§ ASSIGNMENT
Return the data that follows exactly as it appears. Pictures do not belong in the copy.

Point localization data

|---|

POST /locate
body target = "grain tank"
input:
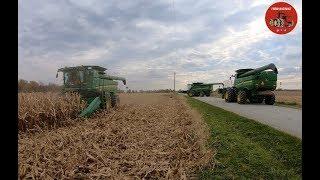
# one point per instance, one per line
(94, 86)
(256, 85)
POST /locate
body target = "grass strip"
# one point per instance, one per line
(248, 149)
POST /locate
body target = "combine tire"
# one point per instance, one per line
(230, 95)
(190, 94)
(270, 100)
(242, 97)
(106, 103)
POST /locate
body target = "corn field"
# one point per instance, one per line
(40, 110)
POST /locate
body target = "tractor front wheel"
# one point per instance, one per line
(270, 100)
(242, 97)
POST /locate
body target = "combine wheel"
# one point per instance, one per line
(256, 100)
(270, 100)
(242, 97)
(229, 95)
(114, 100)
(117, 101)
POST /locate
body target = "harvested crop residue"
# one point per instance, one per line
(160, 139)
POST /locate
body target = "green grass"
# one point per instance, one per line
(289, 104)
(247, 149)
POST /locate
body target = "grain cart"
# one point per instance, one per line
(93, 85)
(200, 89)
(254, 85)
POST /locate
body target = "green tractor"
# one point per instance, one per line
(200, 89)
(256, 85)
(94, 86)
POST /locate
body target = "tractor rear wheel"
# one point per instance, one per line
(270, 100)
(242, 97)
(230, 95)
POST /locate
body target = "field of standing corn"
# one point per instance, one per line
(39, 110)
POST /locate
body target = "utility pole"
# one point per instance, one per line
(174, 81)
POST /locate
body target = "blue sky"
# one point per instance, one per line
(146, 41)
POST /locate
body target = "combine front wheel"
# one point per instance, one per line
(256, 100)
(242, 97)
(230, 95)
(114, 100)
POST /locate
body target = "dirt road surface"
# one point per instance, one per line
(288, 120)
(149, 136)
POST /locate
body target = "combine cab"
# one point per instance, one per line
(200, 89)
(95, 87)
(256, 85)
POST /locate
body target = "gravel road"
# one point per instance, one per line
(288, 120)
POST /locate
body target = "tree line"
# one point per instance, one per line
(34, 86)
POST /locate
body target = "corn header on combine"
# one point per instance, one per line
(95, 87)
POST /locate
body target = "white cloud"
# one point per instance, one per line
(142, 41)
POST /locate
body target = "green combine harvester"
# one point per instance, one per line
(94, 86)
(201, 89)
(254, 85)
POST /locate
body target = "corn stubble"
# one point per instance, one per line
(38, 111)
(164, 140)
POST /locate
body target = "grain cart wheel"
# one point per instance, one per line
(229, 95)
(242, 97)
(270, 100)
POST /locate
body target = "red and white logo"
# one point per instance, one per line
(281, 18)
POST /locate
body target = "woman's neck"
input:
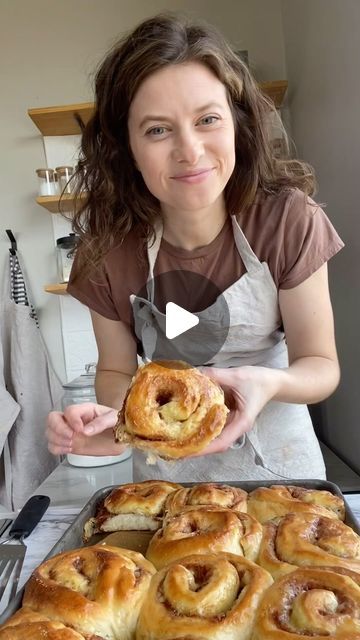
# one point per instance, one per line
(191, 230)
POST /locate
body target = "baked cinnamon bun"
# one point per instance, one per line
(308, 539)
(206, 529)
(203, 596)
(171, 410)
(207, 493)
(266, 503)
(28, 625)
(133, 506)
(98, 590)
(310, 603)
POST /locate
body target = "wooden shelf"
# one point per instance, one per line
(58, 204)
(61, 120)
(275, 90)
(59, 289)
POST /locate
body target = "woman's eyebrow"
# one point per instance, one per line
(156, 118)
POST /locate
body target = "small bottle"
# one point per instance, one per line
(64, 175)
(47, 182)
(64, 247)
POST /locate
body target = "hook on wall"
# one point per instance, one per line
(11, 236)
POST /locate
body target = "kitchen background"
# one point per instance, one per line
(48, 54)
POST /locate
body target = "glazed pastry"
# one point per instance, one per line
(28, 625)
(266, 503)
(171, 410)
(96, 590)
(310, 603)
(133, 506)
(307, 539)
(209, 493)
(203, 596)
(206, 529)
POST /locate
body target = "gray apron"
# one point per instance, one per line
(282, 442)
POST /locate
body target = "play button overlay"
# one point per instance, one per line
(178, 320)
(180, 315)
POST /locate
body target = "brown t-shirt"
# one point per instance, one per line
(288, 231)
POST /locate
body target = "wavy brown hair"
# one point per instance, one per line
(117, 198)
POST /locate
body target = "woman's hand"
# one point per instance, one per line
(84, 429)
(247, 390)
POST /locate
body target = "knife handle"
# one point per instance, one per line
(31, 513)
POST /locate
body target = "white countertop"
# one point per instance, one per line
(69, 488)
(74, 486)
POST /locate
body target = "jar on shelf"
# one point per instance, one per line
(47, 182)
(64, 175)
(64, 248)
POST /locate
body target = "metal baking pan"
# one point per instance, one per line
(72, 538)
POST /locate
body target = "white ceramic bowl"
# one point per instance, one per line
(96, 461)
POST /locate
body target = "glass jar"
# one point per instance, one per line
(47, 182)
(64, 248)
(64, 175)
(82, 389)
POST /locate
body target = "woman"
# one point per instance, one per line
(180, 174)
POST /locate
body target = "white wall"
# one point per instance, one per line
(322, 47)
(48, 51)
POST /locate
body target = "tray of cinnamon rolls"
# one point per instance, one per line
(235, 561)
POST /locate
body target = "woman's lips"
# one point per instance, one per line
(193, 176)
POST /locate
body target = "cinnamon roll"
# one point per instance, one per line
(98, 590)
(203, 596)
(171, 410)
(207, 493)
(308, 539)
(25, 624)
(133, 506)
(266, 503)
(310, 602)
(206, 529)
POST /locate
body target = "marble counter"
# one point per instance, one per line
(69, 488)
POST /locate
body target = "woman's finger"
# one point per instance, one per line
(90, 418)
(106, 420)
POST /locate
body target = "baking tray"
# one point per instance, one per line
(72, 538)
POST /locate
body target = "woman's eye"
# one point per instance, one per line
(208, 120)
(156, 131)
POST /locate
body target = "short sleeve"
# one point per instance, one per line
(94, 291)
(309, 240)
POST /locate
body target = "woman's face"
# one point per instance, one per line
(182, 136)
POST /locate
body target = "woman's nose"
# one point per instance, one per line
(189, 148)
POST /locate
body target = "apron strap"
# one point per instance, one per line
(152, 251)
(249, 258)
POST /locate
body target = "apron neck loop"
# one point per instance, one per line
(152, 252)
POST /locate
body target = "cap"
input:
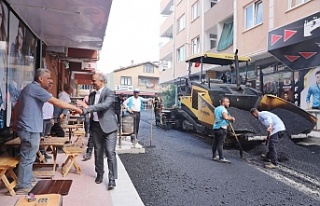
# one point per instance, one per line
(136, 91)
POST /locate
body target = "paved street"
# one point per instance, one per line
(179, 171)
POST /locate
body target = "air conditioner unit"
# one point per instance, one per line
(57, 51)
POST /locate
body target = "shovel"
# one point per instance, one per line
(235, 136)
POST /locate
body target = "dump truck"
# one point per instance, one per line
(198, 99)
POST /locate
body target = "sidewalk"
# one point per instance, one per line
(84, 191)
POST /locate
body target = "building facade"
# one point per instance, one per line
(143, 76)
(252, 27)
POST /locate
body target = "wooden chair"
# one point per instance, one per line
(6, 168)
(79, 133)
(72, 153)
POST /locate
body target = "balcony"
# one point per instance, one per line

|---|

§ EXERCISE RESULT
POST /locate
body target = "grain tank"
input:
# one point per instance, one per line
(94, 86)
(256, 85)
POST /locate
body target = "grass strip"
# one point per instance, one per line
(248, 149)
POST /locate
body target = "combine tire"
# one point per instance, one per line
(230, 95)
(190, 94)
(270, 100)
(242, 97)
(106, 103)
POST /locate
body target = "corn field"
# one point per instance, one per line
(40, 110)
POST /locate
body target = "tractor front wheel"
# one point per instance, one per line
(270, 100)
(242, 97)
POST /locate
body target = "combine wheel"
# one point per instance, one per line
(256, 100)
(270, 100)
(242, 97)
(229, 95)
(114, 100)
(117, 101)
POST /locate
body target = "harvested crop residue"
# one point per instance, one per line
(160, 139)
POST /locate
body target = "green grass"
# one point per instance, one per line
(289, 104)
(247, 149)
POST /locate
body target = "grain cart"
# one point per instance, one per line
(93, 85)
(200, 89)
(254, 85)
POST /locate
body target = "green tractor"
# one point per instance, one per line
(200, 89)
(256, 85)
(94, 86)
POST /locate
body target = "tractor rear wheel"
# one point per instance, one per line
(270, 100)
(242, 97)
(230, 95)
POST /locate
body target = "field of standing corn"
# one point per instance, one per line
(39, 110)
POST /locate
body target = "utility pole"
# one point per instance, one per line
(174, 81)
POST /locate
body target = "blue sky"
# one point per instance, one per line
(146, 41)
POST /locate
body target = "combine front wheel"
# one point per instance, one per line
(256, 100)
(242, 97)
(230, 95)
(114, 100)
POST /locate
body target = "dirt road surface"
# one point per instance, one per line
(288, 120)
(149, 136)
POST /locate
body target = "combine cab"
# one point per instance, one per line
(200, 89)
(95, 87)
(256, 85)
POST /locate
body target = "gravel road"
# one point per instance, one per line
(288, 120)
POST /locate
body target = "tree line"
# one point per instance, one per line
(34, 86)
POST /locate
body target = "corn header on combine"
# one point per instance, one per line
(95, 87)
POST /locate
body target = "white cloud"
# one point per instance, one per line
(142, 41)
POST /locate
body target = "green combine harvester"
# one point per instance, one per line
(94, 86)
(201, 89)
(254, 85)
POST /locate
body target = "corn stubble"
# one point per instance, one per line
(38, 111)
(164, 140)
POST /locate
body target = "grain cart wheel"
# one point per instance, one per line
(229, 95)
(242, 97)
(270, 100)
POST /locate
body target = "red and white logo"
# one point per instance, one per line
(281, 18)
POST /locate
body target = "woman's neck"
input:
# one point per instance, one per line
(191, 230)
POST /locate
body target = "baked cinnamon bun"
# one point per instance, one per line
(308, 539)
(206, 529)
(203, 596)
(171, 410)
(207, 493)
(266, 503)
(28, 625)
(133, 506)
(98, 590)
(310, 603)
POST /locate
body target = "wooden shelf"
# one point per instance, one per line
(58, 204)
(61, 120)
(275, 90)
(59, 289)
POST /locate
body target = "woman's eyebrow"
# one point per instance, one per line
(156, 118)
POST /locate
body target = "small bottle"
# one point per instance, one per line
(64, 175)
(47, 182)
(64, 247)
POST /locate
body target = "hook on wall"
# one point per instance, one per line
(11, 236)
POST /locate
body target = "kitchen background"
# one point per instance, one per line
(48, 54)
POST /locate
body target = "glazed pastry"
# one point per instance, one per line
(28, 625)
(266, 503)
(171, 410)
(96, 590)
(310, 603)
(133, 506)
(307, 539)
(209, 493)
(203, 596)
(206, 529)
POST /locate
body target = "gray apron"
# one point per instance, one per line
(282, 442)
POST /locate
body target = "play button overlay"
# one point per instance, one per line
(178, 320)
(180, 315)
POST /locate
body target = "brown t-shirt"
# one point per instance, one per line
(288, 231)
POST /locate
body target = "wavy brown hair"
# one point per instance, one per line
(117, 198)
POST /locate
body target = "woman's hand"
# one point per instance, one per line
(84, 429)
(247, 390)
POST /locate
body target = "knife handle"
# one point per instance, one per line
(31, 513)
POST /locate
body target = "white countertop"
# one point per instance, one per line
(69, 488)
(74, 486)
POST /locate
body target = "jar on shelf"
# one point per instance, one per line
(47, 182)
(64, 175)
(64, 248)
POST /locate
body target = "metal baking pan"
# one point per instance, one per line
(72, 538)
POST /locate
body target = "white ceramic bowl"
# one point per instance, one per line
(96, 461)
POST /locate
body target = "glass jar"
# one point per instance, one per line
(47, 182)
(64, 248)
(64, 175)
(82, 389)
POST /locate
body target = "woman"
# one point per instance, one per line
(180, 174)
POST /locate
body target = "white wall"
# one point per instance, one per line
(322, 47)
(48, 51)
POST /locate
body target = "tray of cinnamon rolls"
# one point per instance, one per line
(235, 561)
POST /locate
body target = "woman's lips"
# one point per instance, one per line
(193, 176)
POST /locate
body target = "cinnamon roll"
# one point per instance, one per line
(98, 590)
(203, 596)
(171, 410)
(207, 493)
(308, 539)
(25, 624)
(133, 506)
(266, 503)
(310, 602)
(206, 529)
POST /locate
body target = "marble counter"
# one point per instance, one per line
(69, 488)
POST /locate
body target = "woman's finger"
# one point per instance, one per line
(90, 418)
(106, 420)
POST /locate
body target = "baking tray"
# one point per instance, one per line
(72, 538)
POST /locate
body target = "woman's eye"
# one point per instance, one per line
(208, 120)
(156, 131)
POST /locate
body target = "short sleeve"
# one point per instance, one per line
(94, 291)
(309, 240)
POST /locate
body target = "woman's face"
# one point per instance, one per line
(182, 136)
POST /locate
body target = "woman's nose"
# one point per instance, one per line
(189, 148)
POST /locate
body target = "apron strap"
# one point per instance, one per line
(152, 251)
(249, 258)
POST /locate
body target = "apron neck loop"
# one point per instance, one per line
(152, 252)
POST /locate
body target = "cap"
input:
# one point per instance, one per line
(136, 91)
POST /locate
body target = "paved street"
# one point per instance, one per line
(179, 171)
POST /locate
body target = "air conditioner unit"
# one point per instance, one per line
(57, 51)
POST /locate
body target = "shovel"
# one point per instance, one per line
(235, 136)
POST /locate
body target = "dump truck"
# one point per instance, one per line
(198, 99)
POST /locate
body target = "sidewalk"
# one point per instance, one per line
(84, 191)
POST /locate
body target = "building facade"
# one point per instance, one per line
(143, 76)
(252, 27)
POST /locate
body target = "wooden chair"
# one point per instance, one per line
(6, 168)
(79, 133)
(72, 153)
POST /locate
body target = "balcony"
# one point per instance, one per line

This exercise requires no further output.